Text
=-=-=-=-=

As Dr. Ruth Westheimer explains (emphasis added): “there is no 100 percent sure way of preventing the transmission of HIV if you are having sex with an infected partner. Latex condoms, not the sheepskin variety, do prevent the virus from entering the vagina, but condoms do break once in a while; some people are careless in removing the condom and leakage could seep into the vagina; and the virus can also be communicated through oral sex.” (Note that Westheimer is speaking only of vaginal penetration and not some of the other forms of sexual penetration that are advocated by certain groups and departments in the university and that place more stress on the structure of the condom.)
Speaking of using condoms properly, here is how Westheimer describes it:
“If you always use a condom when having intercourse, if you are careful not to tear the condom when opening the package and while putting it on, if you make sure to leave an empty reservoir tip at the end when you put it on, and if you are careful to hold the rim of the condom when you take it off so that there is no leakage, then a condom is a very effective method of protection against pregnancy.”
That’s not exactly the kind of meticulous attention to detail one expects to find among the plowed. But even following those procedures, the thing might break, at which point, pardon the pun, you’re screwed. So to pass them out under the “healthy, safe” banner is dangerously misleading.
But contracting diseases isn’t the concern regarding “emergency contraceptives” — only pregnancy is.
As to what are emergency contraceptives: a Google search of the UNC-CH web site yielded this link to a Princeton web page, which defined them as “methods of preventing pregnancy after unprotected sexual intercourse. They do not protect against sexually transmitted infections. Emergency contraception can be used when a condom breaks, after a sexual assault, or any time unprotected sexual intercourse occurs.” (Emphasis added.)
As the Princeton link explains, there are two kinds of emergency contraceptives: the copper-T intrauterine device (IUD), which carries a slight risk of pelvic infection and infertility, and the “morning-after pills,” which often have the side effects of nausea and vomiting.
In other words, the EC Week people are advocating taking chances on sexually transmitted diseases, pregnancy, infection, infertility, and nausea and vomiting. This is “healthy, safe sex behaviors” only in that without the condoms, the binge-drinkers being encouraged toward “sex behaviors” would be at greater risk for sexually transmitted diseases and pregnancy. By the same token, buckling a boozer’s seatbelt can be called “healthy, safe running-your-car-into-a-tree behavior.” It might cut the risk, but only after winking at the much riskier behavior.

=-=-=-=-=

Dataset
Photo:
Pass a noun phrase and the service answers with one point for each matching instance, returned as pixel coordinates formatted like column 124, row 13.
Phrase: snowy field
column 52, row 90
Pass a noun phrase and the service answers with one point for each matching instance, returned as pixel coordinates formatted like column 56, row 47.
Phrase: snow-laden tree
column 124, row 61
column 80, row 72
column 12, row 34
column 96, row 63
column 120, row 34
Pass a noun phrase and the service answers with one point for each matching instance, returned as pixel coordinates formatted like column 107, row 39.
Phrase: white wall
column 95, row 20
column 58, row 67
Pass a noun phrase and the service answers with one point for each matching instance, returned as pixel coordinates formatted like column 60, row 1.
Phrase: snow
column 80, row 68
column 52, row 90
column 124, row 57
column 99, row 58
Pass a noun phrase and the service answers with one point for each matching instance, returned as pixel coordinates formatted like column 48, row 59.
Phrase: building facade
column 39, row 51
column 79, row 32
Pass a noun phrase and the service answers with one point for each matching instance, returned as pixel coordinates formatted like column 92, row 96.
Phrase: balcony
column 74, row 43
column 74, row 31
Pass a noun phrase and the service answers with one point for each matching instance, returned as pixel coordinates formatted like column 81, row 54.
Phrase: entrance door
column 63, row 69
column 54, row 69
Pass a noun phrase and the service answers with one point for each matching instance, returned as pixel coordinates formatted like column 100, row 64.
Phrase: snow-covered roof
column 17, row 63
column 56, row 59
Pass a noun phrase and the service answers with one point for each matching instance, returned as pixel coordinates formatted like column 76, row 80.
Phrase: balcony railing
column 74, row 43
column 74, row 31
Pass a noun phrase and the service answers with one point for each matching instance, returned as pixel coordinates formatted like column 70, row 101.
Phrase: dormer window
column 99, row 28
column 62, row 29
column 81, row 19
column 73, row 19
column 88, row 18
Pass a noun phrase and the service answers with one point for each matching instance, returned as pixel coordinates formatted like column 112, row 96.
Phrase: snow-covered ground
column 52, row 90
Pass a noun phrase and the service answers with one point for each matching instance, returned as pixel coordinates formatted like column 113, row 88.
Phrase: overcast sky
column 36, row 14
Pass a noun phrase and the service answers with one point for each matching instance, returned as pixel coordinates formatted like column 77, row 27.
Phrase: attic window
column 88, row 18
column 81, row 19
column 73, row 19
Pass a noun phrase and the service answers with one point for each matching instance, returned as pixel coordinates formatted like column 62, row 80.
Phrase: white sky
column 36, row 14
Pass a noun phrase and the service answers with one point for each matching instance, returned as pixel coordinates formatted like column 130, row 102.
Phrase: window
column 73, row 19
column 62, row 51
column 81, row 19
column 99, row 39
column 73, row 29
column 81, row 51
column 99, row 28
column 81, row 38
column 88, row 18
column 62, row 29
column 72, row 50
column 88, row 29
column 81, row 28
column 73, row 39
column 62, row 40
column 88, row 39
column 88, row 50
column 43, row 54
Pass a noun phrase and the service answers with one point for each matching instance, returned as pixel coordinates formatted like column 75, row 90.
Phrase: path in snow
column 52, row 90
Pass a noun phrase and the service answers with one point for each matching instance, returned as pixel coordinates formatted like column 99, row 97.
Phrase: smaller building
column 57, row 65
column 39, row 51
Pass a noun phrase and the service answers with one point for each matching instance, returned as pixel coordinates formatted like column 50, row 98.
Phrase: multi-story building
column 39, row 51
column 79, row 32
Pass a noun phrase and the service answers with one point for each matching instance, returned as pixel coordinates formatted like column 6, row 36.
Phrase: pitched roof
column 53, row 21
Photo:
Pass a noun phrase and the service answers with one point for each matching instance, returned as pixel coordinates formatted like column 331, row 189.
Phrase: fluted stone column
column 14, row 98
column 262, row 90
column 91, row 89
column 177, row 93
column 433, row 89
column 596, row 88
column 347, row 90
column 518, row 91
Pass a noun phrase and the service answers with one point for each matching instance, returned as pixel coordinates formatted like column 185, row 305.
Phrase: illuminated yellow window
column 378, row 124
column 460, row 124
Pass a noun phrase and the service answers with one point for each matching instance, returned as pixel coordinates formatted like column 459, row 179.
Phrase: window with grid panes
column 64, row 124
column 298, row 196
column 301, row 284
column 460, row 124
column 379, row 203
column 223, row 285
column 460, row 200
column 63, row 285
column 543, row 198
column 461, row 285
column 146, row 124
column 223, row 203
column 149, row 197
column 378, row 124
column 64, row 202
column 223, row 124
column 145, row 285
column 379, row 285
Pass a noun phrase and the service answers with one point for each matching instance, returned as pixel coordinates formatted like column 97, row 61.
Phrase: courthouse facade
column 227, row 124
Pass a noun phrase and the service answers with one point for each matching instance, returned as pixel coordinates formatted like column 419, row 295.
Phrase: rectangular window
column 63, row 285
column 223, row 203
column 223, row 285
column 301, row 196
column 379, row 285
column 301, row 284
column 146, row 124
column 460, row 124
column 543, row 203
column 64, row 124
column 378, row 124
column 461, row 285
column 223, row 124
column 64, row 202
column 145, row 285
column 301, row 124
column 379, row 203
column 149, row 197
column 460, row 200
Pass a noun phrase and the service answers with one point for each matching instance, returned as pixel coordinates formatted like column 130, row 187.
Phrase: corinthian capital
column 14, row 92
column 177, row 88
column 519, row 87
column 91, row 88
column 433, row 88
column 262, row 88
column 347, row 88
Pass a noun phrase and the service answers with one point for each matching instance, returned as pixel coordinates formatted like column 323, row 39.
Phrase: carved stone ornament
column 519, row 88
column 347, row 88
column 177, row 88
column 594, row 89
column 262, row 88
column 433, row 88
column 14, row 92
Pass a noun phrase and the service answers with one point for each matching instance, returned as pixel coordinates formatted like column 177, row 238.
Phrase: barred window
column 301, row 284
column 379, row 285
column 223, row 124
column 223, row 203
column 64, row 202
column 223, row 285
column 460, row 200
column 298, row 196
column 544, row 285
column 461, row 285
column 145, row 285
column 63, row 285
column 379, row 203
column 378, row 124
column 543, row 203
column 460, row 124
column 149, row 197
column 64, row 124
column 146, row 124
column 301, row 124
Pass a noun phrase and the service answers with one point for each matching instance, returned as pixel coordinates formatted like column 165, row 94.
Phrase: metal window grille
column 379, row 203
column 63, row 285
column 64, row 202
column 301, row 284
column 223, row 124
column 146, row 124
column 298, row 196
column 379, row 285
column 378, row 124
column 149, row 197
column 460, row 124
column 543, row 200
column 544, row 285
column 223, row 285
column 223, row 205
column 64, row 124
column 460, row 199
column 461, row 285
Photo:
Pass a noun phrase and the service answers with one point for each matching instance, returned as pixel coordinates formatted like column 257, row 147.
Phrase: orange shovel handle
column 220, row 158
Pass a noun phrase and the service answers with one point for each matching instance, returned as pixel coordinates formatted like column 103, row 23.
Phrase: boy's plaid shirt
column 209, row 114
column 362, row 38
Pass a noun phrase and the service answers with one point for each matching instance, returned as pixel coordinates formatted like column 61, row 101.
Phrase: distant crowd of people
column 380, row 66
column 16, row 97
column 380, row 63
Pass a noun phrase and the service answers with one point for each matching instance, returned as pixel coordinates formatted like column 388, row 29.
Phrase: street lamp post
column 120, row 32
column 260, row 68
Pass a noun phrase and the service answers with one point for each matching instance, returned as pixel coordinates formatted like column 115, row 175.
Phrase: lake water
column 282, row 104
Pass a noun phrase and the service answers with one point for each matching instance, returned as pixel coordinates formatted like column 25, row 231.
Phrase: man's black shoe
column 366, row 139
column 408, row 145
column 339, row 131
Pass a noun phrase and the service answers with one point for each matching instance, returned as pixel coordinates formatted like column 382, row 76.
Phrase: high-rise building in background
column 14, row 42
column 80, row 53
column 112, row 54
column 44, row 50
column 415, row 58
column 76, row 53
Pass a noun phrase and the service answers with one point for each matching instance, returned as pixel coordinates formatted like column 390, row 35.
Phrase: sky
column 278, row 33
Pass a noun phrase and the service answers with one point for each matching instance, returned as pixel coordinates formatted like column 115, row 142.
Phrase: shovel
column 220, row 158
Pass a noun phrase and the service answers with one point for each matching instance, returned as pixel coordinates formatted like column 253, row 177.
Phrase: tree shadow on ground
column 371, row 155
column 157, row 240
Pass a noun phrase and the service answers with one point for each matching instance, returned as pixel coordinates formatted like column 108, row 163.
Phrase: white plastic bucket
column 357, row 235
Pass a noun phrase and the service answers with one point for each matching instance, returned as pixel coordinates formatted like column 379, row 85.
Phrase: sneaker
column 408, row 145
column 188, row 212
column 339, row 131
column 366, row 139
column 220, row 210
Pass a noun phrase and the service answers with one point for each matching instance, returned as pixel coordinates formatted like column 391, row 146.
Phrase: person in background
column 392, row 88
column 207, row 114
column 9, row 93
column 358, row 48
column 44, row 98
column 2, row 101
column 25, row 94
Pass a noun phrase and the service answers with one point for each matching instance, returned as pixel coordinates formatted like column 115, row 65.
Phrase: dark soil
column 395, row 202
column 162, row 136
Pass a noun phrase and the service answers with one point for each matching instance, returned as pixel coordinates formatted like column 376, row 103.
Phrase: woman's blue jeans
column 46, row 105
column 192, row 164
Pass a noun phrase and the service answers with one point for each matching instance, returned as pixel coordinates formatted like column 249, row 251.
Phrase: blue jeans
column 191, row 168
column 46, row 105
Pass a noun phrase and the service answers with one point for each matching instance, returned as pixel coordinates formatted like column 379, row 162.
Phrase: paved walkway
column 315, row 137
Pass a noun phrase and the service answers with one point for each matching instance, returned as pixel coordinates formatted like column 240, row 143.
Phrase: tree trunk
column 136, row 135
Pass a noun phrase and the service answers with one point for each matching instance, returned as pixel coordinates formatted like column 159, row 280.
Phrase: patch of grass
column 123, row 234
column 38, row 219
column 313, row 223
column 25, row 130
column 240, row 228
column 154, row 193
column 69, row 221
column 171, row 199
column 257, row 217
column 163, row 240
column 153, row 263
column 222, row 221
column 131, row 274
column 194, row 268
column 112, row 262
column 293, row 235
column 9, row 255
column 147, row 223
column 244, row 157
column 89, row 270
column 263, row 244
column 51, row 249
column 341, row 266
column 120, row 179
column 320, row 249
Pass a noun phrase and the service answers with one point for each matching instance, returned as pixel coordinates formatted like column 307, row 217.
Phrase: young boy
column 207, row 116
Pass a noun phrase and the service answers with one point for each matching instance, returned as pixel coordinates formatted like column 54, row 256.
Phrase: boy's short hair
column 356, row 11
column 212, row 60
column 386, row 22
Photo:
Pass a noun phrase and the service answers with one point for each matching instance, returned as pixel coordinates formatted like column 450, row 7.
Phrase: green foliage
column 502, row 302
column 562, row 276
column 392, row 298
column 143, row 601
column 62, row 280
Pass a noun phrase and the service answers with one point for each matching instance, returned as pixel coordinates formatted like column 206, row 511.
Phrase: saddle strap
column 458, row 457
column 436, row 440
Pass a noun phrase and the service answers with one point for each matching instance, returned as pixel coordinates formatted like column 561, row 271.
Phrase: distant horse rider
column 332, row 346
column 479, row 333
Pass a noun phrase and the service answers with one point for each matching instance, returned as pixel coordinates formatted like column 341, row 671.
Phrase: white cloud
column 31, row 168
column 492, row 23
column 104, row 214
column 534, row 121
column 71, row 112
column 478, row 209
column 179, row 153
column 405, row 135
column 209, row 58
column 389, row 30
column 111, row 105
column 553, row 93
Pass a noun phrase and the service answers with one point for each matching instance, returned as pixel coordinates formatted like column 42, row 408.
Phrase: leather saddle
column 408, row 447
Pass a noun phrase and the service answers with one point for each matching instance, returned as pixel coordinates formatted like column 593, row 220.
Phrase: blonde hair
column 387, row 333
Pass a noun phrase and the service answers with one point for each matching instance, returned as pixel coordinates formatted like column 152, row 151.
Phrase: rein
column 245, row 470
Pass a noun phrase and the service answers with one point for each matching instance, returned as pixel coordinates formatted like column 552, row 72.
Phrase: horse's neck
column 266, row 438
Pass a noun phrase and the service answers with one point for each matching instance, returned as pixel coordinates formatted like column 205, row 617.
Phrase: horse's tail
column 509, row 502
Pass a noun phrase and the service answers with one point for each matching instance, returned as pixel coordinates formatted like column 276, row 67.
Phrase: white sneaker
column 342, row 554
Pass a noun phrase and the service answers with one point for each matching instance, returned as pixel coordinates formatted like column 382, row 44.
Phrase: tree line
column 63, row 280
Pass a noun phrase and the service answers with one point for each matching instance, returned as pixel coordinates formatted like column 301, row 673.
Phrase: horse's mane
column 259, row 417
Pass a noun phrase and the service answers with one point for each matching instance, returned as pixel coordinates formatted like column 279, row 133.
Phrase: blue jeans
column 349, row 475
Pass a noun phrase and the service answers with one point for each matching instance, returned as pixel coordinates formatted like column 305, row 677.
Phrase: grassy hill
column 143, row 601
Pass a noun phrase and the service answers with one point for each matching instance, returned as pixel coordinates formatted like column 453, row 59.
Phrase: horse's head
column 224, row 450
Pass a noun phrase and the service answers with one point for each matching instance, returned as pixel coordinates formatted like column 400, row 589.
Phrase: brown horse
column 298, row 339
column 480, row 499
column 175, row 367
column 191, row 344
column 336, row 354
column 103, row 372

=-=-=-=-=

Problems to solve
A) In the emergency contraception text, repeat the passage between "In other words, the" and "much riskier behavior.", inclusive, switching "binge-drinkers" to "partygoers".
B) Answer these questions from the emergency contraception text:
(i) According to Westheimer, which type of condom prevents the virus from entering the vagina?
(ii) A search of the UNC-CH web site yielded a link to which university's web page?
(iii) What side effects do the "morning-after pills" often have?

Answers to the exercises
A)
In other words, the EC Week people are advocating taking chances on sexually transmitted diseases, pregnancy, infection, infertility, and nausea and vomiting. This is “healthy, safe sex behaviors” only in that without the condoms, the partygoers being encouraged toward “sex behaviors” would be at greater risk for sexually transmitted diseases and pregnancy. By the same token, buckling a boozer’s seatbelt can be called “healthy, safe running-your-car-into-a-tree behavior.” It might cut the risk, but only after winking at the much riskier behavior.

B)
(i) Latex condoms, not the sheepskin variety.
(ii) Princeton.
(iii) Nausea and vomiting.